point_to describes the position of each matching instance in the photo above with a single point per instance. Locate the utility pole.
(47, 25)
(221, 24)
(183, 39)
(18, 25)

....................

■ WHAT IS ASKED:
Quote every one of the lines above word for word, changing nothing.

■ SOLUTION TO THE PROBLEM:
point_to describes the position of each matching instance in the photo above with a single point per instance. Locate the utility pole.
(47, 25)
(221, 24)
(183, 39)
(18, 25)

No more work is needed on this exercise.